[Stored data entries]
'''

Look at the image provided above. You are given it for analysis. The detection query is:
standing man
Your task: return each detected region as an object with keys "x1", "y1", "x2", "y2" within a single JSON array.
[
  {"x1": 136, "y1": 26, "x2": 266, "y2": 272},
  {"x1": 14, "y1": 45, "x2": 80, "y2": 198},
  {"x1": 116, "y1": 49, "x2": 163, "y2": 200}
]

'''

### THE PROBLEM
Exact duplication of all the data above is expected.

### EXERCISE RESPONSE
Look at the image provided above. You are given it for analysis. The detection query is:
standing man
Your task: return each detected region as an object with keys "x1", "y1", "x2", "y2" within a single JSON array.
[
  {"x1": 136, "y1": 26, "x2": 266, "y2": 272},
  {"x1": 14, "y1": 45, "x2": 80, "y2": 198},
  {"x1": 116, "y1": 49, "x2": 163, "y2": 200}
]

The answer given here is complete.